## Task data
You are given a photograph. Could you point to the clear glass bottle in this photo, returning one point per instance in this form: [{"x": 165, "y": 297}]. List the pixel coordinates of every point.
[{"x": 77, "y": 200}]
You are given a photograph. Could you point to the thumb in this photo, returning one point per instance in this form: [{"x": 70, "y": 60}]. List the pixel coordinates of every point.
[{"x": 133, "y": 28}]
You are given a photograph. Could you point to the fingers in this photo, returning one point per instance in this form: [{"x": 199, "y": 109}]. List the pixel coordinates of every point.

...

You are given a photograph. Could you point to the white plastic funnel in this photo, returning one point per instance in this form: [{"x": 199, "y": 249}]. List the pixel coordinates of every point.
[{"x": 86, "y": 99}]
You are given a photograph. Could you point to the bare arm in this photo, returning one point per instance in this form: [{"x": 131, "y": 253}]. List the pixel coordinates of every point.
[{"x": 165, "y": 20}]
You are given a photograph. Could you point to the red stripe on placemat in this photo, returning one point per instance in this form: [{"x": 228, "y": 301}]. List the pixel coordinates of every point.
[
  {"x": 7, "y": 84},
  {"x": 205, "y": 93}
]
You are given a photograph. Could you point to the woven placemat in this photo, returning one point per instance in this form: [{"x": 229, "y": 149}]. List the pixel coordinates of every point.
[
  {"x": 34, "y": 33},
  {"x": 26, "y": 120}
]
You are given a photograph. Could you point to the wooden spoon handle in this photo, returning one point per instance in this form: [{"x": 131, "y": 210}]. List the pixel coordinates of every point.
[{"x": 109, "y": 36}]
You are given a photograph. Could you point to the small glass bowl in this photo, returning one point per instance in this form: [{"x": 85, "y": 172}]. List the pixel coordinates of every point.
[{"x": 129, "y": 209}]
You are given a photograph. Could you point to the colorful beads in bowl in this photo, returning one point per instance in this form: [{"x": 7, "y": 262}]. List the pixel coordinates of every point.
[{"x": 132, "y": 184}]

==

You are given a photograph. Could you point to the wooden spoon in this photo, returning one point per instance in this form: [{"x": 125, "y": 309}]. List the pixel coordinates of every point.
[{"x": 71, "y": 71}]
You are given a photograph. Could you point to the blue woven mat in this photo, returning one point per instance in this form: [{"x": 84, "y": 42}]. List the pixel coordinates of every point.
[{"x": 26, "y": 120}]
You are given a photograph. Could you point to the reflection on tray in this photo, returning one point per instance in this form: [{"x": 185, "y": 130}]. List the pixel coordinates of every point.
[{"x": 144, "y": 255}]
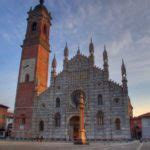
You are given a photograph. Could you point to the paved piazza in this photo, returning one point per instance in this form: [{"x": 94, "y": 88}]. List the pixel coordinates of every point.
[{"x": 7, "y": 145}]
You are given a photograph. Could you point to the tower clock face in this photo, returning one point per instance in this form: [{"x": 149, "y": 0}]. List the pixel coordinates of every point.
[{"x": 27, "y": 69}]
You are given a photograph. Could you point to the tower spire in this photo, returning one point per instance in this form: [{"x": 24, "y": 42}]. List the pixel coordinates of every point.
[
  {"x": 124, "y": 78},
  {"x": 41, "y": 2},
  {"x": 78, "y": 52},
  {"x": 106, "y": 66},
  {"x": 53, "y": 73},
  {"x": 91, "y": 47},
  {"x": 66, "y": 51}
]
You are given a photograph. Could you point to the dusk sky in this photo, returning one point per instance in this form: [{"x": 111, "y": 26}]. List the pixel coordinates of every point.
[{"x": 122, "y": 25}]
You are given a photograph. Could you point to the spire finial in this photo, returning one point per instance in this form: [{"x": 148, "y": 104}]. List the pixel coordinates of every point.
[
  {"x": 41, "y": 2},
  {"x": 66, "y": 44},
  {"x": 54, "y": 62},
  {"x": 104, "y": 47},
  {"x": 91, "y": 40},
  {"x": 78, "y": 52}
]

## Written task
Copy out the lines of the records word for word, starting at the line containing "You are given a photograph. Could you point to the clear" and ending at the line containing "You are given a photograph. Could you point to the fingers", with both of those lines included.

## Solution to this problem
You are given a photograph. Could you point to the clear glass bottle in this photo, returning one point per instance in this form: [{"x": 165, "y": 297}]. List the pixel coordinates of every point.
[{"x": 77, "y": 200}]
You are given a photograph. Could you point to the thumb in this photo, returning one point per instance in this form: [{"x": 70, "y": 60}]. List the pixel coordinates of every point.
[{"x": 133, "y": 28}]
You are given a photograph. Could you point to the fingers in this photo, returning one point per instance in this form: [{"x": 199, "y": 109}]. List the pixel coordinates of every point.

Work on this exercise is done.